• WHAT IS BEING ASKED
Restate the listing below with no word altered.

PROVIDED INFORMATION: Begin

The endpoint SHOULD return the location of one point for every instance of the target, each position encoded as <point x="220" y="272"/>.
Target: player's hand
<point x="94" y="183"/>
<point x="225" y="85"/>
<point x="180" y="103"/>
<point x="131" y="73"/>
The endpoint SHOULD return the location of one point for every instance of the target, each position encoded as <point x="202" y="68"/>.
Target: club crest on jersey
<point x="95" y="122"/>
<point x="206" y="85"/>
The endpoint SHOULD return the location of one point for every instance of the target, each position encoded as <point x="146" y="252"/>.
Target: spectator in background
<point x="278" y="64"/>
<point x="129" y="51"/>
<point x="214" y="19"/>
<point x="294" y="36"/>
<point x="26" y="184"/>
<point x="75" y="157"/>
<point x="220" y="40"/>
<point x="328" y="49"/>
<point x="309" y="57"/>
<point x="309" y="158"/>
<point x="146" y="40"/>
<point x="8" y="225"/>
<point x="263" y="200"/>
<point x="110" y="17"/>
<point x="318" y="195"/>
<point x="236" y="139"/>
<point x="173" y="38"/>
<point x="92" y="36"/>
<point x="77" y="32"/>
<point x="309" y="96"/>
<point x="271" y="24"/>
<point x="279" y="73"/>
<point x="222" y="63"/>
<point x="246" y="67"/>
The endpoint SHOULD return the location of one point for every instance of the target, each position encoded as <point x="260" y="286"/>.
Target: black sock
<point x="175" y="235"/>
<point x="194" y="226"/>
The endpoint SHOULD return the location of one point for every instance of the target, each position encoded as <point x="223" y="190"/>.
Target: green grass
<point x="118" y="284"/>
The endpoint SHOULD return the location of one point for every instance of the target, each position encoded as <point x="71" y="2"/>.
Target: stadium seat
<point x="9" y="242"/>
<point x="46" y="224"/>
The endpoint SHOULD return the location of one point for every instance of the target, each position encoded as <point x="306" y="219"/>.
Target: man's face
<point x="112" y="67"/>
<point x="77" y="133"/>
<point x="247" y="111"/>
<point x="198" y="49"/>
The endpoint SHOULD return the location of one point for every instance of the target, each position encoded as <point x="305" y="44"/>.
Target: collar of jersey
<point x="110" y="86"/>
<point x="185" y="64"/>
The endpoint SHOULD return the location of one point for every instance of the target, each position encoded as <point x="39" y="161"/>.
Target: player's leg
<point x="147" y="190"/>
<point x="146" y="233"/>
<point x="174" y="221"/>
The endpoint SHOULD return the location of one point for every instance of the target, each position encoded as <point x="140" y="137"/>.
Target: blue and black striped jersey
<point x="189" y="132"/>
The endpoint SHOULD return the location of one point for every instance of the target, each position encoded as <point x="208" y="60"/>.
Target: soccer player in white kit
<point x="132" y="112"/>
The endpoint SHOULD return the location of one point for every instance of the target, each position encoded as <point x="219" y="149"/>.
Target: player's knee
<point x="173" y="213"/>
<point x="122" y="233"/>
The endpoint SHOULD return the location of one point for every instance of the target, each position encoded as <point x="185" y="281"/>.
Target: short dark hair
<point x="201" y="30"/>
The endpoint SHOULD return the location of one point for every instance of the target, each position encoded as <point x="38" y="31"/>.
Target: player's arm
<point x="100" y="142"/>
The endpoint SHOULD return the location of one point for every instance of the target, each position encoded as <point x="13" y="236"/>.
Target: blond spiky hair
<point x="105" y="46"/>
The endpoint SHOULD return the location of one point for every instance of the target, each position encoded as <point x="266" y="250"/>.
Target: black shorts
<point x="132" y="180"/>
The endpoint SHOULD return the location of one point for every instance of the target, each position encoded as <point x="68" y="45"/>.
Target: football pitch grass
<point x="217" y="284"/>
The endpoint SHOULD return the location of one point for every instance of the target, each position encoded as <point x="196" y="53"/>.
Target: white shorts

PROVIDED INFORMATION: End

• SOLUTION FOR THIS TASK
The endpoint SHOULD return the location of one point for every instance of the target, each position encoded as <point x="220" y="272"/>.
Target: player's hand
<point x="94" y="183"/>
<point x="225" y="85"/>
<point x="180" y="103"/>
<point x="131" y="73"/>
The endpoint SHOULD return the location of one point for every instance of the target, each position encoded as <point x="202" y="68"/>.
Target: club crest on jersey
<point x="95" y="122"/>
<point x="206" y="85"/>
The endpoint SHOULD return the location of one point for every instance of the target, each position encoded as <point x="146" y="252"/>.
Target: spectator in background
<point x="278" y="64"/>
<point x="129" y="51"/>
<point x="214" y="19"/>
<point x="294" y="36"/>
<point x="26" y="184"/>
<point x="75" y="157"/>
<point x="220" y="40"/>
<point x="328" y="49"/>
<point x="309" y="57"/>
<point x="309" y="158"/>
<point x="146" y="40"/>
<point x="8" y="225"/>
<point x="263" y="200"/>
<point x="110" y="17"/>
<point x="318" y="195"/>
<point x="236" y="139"/>
<point x="173" y="38"/>
<point x="92" y="36"/>
<point x="77" y="32"/>
<point x="309" y="96"/>
<point x="271" y="24"/>
<point x="279" y="73"/>
<point x="222" y="63"/>
<point x="246" y="67"/>
The endpoint SHOULD return the location of one point for every instance of the target, each position encoded as <point x="260" y="286"/>.
Target: black sock
<point x="175" y="235"/>
<point x="194" y="226"/>
The endpoint SHOULD return the location of one point for every instance of the target, each position encoded as <point x="223" y="190"/>.
Target: green grass
<point x="118" y="284"/>
The endpoint SHOULD return the location of one point for every instance of the target, each position encoded as <point x="71" y="2"/>.
Target: stadium seat
<point x="9" y="242"/>
<point x="46" y="224"/>
The endpoint SHOULD return the location of one point for every instance of the target, each position encoded as <point x="306" y="219"/>.
Target: man's face
<point x="112" y="67"/>
<point x="77" y="133"/>
<point x="247" y="111"/>
<point x="198" y="49"/>
The endpoint SHOULD return the location of one point for every instance of the target, each position encoded as <point x="305" y="44"/>.
Target: collar of jersey
<point x="110" y="86"/>
<point x="185" y="64"/>
The endpoint SHOULD return the location of one point for every instance of the target, each position encoded as <point x="39" y="161"/>.
Target: player's leg
<point x="147" y="190"/>
<point x="146" y="233"/>
<point x="174" y="221"/>
The endpoint SHOULD return the location of one point for every instance of the target, each position encoded as <point x="140" y="137"/>.
Target: blue and black striped jersey
<point x="189" y="132"/>
The endpoint SHOULD return the location of one point for every instance of the target, each position encoded as <point x="208" y="60"/>.
Target: soccer player in white kit
<point x="132" y="112"/>
The endpoint SHOULD return the location of one point for every instance of the target, each position encoded as <point x="219" y="149"/>.
Target: player's knee
<point x="173" y="213"/>
<point x="122" y="233"/>
The endpoint SHOULD return the location of one point for every instance of the target, each position encoded as <point x="185" y="281"/>.
Target: short dark hair
<point x="201" y="30"/>
The endpoint SHOULD return the location of one point for every instance of the target, each position encoded as <point x="38" y="31"/>.
Target: player's arm
<point x="100" y="142"/>
The endpoint SHOULD return the location of one point for every instance of the target, each position encoded as <point x="13" y="236"/>.
Target: blond spiky hair
<point x="105" y="46"/>
The endpoint SHOULD return the location of one point for every instance of the target, each position encoded as <point x="266" y="250"/>.
Target: black shorts
<point x="132" y="180"/>
The endpoint SHOULD return the location of one point for every instance of the target, each position encoded as <point x="68" y="45"/>.
Target: football pitch grass
<point x="217" y="284"/>
The endpoint SHOULD return the location of one point for every instance of the target, each position encoded as <point x="196" y="53"/>.
Target: white shorts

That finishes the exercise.